_EXERCISE DESCRIPTION:_
The answer must be an exact copy of all the data below.

─── INPUT DATA

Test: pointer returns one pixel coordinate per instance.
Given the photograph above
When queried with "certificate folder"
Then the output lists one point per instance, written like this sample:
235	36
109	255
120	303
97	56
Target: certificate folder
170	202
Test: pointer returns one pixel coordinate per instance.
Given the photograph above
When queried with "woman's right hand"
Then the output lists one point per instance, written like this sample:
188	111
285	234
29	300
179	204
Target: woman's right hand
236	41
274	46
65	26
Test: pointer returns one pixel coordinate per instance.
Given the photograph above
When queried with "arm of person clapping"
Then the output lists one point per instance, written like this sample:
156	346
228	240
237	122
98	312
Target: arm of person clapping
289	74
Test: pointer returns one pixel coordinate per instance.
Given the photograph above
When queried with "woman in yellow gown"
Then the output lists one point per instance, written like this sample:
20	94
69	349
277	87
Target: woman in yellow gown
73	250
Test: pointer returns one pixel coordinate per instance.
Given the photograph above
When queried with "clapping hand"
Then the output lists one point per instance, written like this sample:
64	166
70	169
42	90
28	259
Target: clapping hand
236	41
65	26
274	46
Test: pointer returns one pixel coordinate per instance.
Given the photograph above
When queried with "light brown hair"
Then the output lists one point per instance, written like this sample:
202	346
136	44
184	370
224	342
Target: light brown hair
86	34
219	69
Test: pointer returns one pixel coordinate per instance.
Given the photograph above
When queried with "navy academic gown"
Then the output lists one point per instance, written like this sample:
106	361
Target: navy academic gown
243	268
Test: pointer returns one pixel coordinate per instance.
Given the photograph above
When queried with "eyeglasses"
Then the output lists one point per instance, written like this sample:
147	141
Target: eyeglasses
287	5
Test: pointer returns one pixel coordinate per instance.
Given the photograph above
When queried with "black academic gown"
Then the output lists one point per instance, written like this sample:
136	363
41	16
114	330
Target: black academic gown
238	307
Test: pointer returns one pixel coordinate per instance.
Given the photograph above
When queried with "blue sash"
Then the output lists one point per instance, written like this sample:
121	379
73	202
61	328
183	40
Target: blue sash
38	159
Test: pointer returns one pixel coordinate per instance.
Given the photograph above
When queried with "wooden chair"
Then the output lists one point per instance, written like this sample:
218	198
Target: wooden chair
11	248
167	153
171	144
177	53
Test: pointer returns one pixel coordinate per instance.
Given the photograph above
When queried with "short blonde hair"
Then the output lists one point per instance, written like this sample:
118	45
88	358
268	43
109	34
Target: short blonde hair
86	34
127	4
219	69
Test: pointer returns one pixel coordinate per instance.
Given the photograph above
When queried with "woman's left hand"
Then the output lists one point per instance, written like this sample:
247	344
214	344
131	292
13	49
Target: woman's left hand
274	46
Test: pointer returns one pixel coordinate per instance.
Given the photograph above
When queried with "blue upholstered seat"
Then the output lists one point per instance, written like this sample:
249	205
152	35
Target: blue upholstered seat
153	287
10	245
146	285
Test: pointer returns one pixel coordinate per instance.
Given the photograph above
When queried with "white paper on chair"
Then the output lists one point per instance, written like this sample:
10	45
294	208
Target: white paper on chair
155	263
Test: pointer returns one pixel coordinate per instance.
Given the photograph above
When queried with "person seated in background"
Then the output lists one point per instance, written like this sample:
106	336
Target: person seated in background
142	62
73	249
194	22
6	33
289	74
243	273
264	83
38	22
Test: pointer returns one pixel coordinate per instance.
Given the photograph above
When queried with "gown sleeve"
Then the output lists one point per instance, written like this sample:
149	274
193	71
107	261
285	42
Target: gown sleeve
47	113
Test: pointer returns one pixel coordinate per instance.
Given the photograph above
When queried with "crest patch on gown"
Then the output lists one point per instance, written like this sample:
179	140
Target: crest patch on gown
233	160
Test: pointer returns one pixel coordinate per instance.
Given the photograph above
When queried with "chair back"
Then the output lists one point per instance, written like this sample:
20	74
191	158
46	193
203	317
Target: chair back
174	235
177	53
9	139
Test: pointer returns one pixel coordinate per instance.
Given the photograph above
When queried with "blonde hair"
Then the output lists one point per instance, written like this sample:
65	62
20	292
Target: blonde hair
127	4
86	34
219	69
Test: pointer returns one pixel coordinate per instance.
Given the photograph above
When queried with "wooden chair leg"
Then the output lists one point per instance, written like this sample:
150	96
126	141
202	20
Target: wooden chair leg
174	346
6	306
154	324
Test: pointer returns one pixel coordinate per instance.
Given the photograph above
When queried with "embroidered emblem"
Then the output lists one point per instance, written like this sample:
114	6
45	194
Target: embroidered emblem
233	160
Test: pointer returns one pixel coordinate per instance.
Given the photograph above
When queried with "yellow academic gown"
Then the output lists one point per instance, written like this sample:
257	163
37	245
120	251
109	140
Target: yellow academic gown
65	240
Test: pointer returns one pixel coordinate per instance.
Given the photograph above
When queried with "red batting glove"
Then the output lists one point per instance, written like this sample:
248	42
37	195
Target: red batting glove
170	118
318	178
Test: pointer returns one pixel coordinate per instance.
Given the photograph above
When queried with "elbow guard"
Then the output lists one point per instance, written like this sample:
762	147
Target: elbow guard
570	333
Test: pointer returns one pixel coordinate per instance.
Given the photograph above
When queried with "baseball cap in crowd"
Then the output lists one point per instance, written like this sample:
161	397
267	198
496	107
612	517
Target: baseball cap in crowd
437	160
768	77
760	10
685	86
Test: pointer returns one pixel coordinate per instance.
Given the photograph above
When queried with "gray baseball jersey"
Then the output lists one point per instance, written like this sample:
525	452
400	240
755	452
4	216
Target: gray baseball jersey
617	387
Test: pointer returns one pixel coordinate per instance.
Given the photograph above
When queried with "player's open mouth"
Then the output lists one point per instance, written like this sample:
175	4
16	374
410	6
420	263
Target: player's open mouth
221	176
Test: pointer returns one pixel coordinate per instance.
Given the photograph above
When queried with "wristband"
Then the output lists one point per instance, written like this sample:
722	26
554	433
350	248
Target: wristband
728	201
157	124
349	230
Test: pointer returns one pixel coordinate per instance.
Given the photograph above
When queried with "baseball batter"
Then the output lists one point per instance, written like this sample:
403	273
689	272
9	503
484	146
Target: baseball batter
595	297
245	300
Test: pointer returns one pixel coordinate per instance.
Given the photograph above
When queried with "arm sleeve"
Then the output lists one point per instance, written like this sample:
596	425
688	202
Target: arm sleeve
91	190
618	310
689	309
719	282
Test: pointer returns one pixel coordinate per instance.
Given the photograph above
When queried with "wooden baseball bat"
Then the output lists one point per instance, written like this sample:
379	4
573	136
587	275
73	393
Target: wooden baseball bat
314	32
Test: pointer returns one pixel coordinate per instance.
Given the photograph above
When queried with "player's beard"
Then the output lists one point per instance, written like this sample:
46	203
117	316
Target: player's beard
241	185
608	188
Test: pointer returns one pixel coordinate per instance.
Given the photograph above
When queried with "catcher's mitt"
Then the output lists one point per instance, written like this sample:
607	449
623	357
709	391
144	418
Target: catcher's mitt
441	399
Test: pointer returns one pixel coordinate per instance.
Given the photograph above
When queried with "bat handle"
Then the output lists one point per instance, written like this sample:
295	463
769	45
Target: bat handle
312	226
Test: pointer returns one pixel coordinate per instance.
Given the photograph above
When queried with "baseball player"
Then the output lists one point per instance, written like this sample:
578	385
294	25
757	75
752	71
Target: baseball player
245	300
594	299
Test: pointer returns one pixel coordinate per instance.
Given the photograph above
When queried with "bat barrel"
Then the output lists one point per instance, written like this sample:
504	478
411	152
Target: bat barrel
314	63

──────

_WRITTEN REPLY:_
Test: pointer returns one pixel coordinate per instance.
Given the photograph above
When queried with "certificate folder"
Then the output lists one point per instance, written like this sample:
235	36
109	255
120	303
97	56
Target: certificate folder
170	202
Test: pointer returns one pixel coordinate per instance.
Given the photograph above
When queried with "woman's right hand"
Then the output lists one point per instance, written like this sample:
188	111
285	234
29	300
179	204
Target: woman's right hand
236	41
274	46
65	26
Test: pointer returns one pixel coordinate per instance.
Given the photograph above
When queried with "arm of person clapping"
Then the output lists one point per instance, written like this sample:
156	346
228	240
237	122
98	312
Target: arm of person clapping
289	74
Test: pointer returns one pixel coordinate per instance.
Given the photograph above
When queried with "woman in yellow gown"
Then the output lists one point per instance, written like this sample:
20	94
69	349
277	87
Target: woman in yellow gown
73	250
Test: pointer returns one pixel coordinate per instance.
Given the photograph above
When queried with "clapping hand"
Then the output lists one point per instance, written like this sample:
64	166
70	169
42	90
28	259
Target: clapping hand
236	41
65	26
274	46
Test: pointer returns one pixel coordinate per instance.
Given the photograph above
When queried with "light brown hair"
Then the output lists one point per instance, written like this sample:
202	346
136	44
184	370
224	342
Target: light brown hair
86	34
219	69
Test: pointer returns one pixel coordinate per instance.
Given the photograph above
When queried with "navy academic gown"
Then the output lists one point per instance, written like this sample:
106	361
Target: navy academic gown
243	268
Test: pointer returns one pixel coordinate per instance.
Given the photograph above
When queried with "eyeglasses"
Then the output lists one point per instance, written like this sample:
147	141
Target: eyeglasses
287	5
Test: pointer returns one pixel coordinate per instance.
Given the photograph above
When queried with "black academic gown"
Then the output lists one point per instance, written like this sample:
136	363
41	16
114	330
Target: black academic gown
238	307
Test: pointer returns one pixel coordinate per instance.
Given the photograph above
When queried with "blue sash"
Then the output lists one point per instance, written like this sample:
121	379
73	202
61	328
183	40
Target: blue sash
38	159
Test: pointer returns one pixel coordinate per instance.
Given the photograph above
When queried with "wooden chair"
Then the output lists one point per instance, written like this sample:
218	198
Target: wooden chair
11	248
167	153
171	144
177	53
Test: pointer returns one pixel coordinate per instance.
Given the photograph above
When queried with "short blonde hair"
Then the output lists one point per instance, written like this sample:
118	45
88	358
268	43
109	34
Target: short blonde hair
86	34
127	4
219	69
Test: pointer returns one pixel coordinate per instance.
Given the photograph above
When queried with "woman's left hand"
Then the output lists one point per instance, written like this sample:
247	344
214	344
131	292
13	49
Target: woman's left hand
274	46
Test: pointer returns one pixel coordinate per instance.
Given the photograph above
When queried with "blue upholstered seat"
Then the output lists one point per instance, written like this sample:
249	205
152	35
Target: blue upholstered seat
153	287
10	245
146	285
Test: pointer returns one pixel coordinate per instance.
Given the photograph above
When queried with "white paper on chair"
Then the output lists one point per instance, written like this sample:
10	45
294	208
Target: white paper on chair
155	263
Test: pointer returns one pixel coordinate per instance.
Given the photograph above
When queried with "person seated in background"
Then the output lists one point per instance, written like this sample:
106	336
Target: person seated in background
142	62
73	249
194	22
6	33
289	74
243	273
264	83
38	22
Test: pointer returns one pixel coordinate per instance.
Given the photograph above
When queried with "gown sleeve"
Then the output lists one point per instance, written like this sample:
149	274
193	71
107	261
285	42
Target: gown sleeve
47	113
Test: pointer returns one pixel coordinate per instance.
Given the photograph above
When queried with "crest patch on gown"
Then the output lists one point per instance, written like this sample:
179	140
Target: crest patch on gown
233	160
Test: pointer returns one pixel coordinate per instance.
Given the photograph above
When queried with "chair back"
Then the output lists one point per instance, written like this sample:
20	74
191	158
46	193
203	317
Target: chair back
174	235
177	53
9	139
Test: pointer returns one pixel coordinate per instance.
Given the photograph above
When queried with "blonde hair"
Then the output lists one point per instance, written like this sample:
65	62
20	292
Target: blonde hair
127	4
86	34
219	69
Test: pointer returns one pixel coordinate per instance.
Given the photograph above
When queried with "wooden chair leg"
Then the output lists one point per instance, written like this sample:
150	96
126	141
202	20
Target: wooden chair leg
174	346
6	306
154	324
Test: pointer returns one pixel coordinate per instance.
Given the photograph above
When queried with "embroidered emblem"
Then the output lists one point per instance, written like this sample:
114	6
45	194
Target: embroidered emblem
233	160
Test: pointer returns one pixel coordinate per instance.
Given the photograph above
When queried with "yellow academic gown"
Then the output lists one point per instance, written like this sample:
257	163
37	245
120	251
109	140
Target: yellow academic gown
65	240
Test: pointer returns one pixel coordinate per instance.
Given the photograph above
When queried with "red batting glove"
Then the output lists one point per instance, written like this sample:
248	42
37	195
Target: red batting glove
170	118
318	178
Test: pointer returns one pixel coordinate per instance.
Given the photograph above
When queried with "elbow guard"
Then the output lists one point per instance, written like this sample:
762	147
Target: elbow guard
570	333
Test: pointer returns one pixel coordinate per instance.
Given the photograph above
When queried with "baseball cap in crowd"
Then the output lists one point per instance, written like this sample:
161	397
267	198
496	107
612	517
Target: baseball cap in crowd
437	160
768	77
760	10
685	86
Test: pointer returns one pixel coordinate per instance.
Given the photograph above
When queried with "gray baseball jersey"
Then the output lists one point per instance, written like this sample:
525	452
400	240
755	452
4	216
Target: gray baseball jersey
617	387
Test: pointer returns one pixel coordinate per instance.
Given the photograph above
When queried with "player's open mouth"
Then the output lists one point per instance, written like this sample:
175	4
16	374
410	6
420	263
Target: player's open mouth
221	176
Test: pointer returns one pixel coordinate per instance.
Given the photograph above
When queried with "wristband"
Then the output lists one point per instance, written like this sample:
722	26
554	433
350	248
Target: wristband
728	201
157	124
349	230
Test: pointer returns one pixel coordinate per instance.
Given the photograph above
When queried with "baseball batter"
Then the output lists one point per instance, written like this sample:
403	273
689	272
9	503
484	146
Target: baseball batter
595	297
245	300
Test: pointer returns one pixel coordinate per instance.
Given the photograph above
When queried with "arm sleeve"
Then the output lists one point per instance, written like this sample:
596	425
688	202
Target: arm sleeve
91	190
618	310
689	309
719	282
Test: pointer returns one pixel coordinate per instance.
Given the photograph above
When queried with "wooden baseball bat"
Then the output lists one point per instance, written like this sample:
379	4
573	136
587	275
73	393
Target: wooden baseball bat
314	32
Test: pointer returns one pixel coordinate per instance.
Given the photograph above
When queried with "player's beard"
Then the output lists one point per instance, written like this sample:
46	203
117	316
Target: player's beard
241	185
608	188
Test: pointer returns one pixel coordinate per instance.
Given the photograph above
When queried with "catcher's mitt"
Then the output lists one point per instance, written like this sample:
607	449
623	357
709	391
144	418
Target: catcher's mitt
441	399
Test: pointer returns one pixel coordinate per instance.
Given the photograph above
When queried with "bat handle"
Then the output lists one point per instance, written like this sample:
295	463
769	45
Target: bat handle
312	226
Test: pointer returns one pixel coordinate per instance.
Given the photograph above
When queried with "baseball player"
Then the output lists one point per instance, written like this sample:
578	385
294	25
757	75
752	71
Target: baseball player
245	300
594	299
Test: pointer returns one pixel coordinate per instance.
Given the photograph above
When queried with "bat barrel"
Then the output lists one point per instance, written like this sample:
504	478
411	152
Target: bat barrel
314	63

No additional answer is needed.